[Items from a data source]
+ + +
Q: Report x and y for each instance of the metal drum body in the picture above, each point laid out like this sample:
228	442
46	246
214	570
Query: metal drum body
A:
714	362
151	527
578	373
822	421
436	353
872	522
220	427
+ + +
**TASK REQUIREMENTS:**
Go through the data and gather every line that holds "drum".

**EXERCISE SOLUTION:**
Q: Report x and y for each instance of the metal drum body in the picture above, each point laid out like this sample:
Query: metal drum body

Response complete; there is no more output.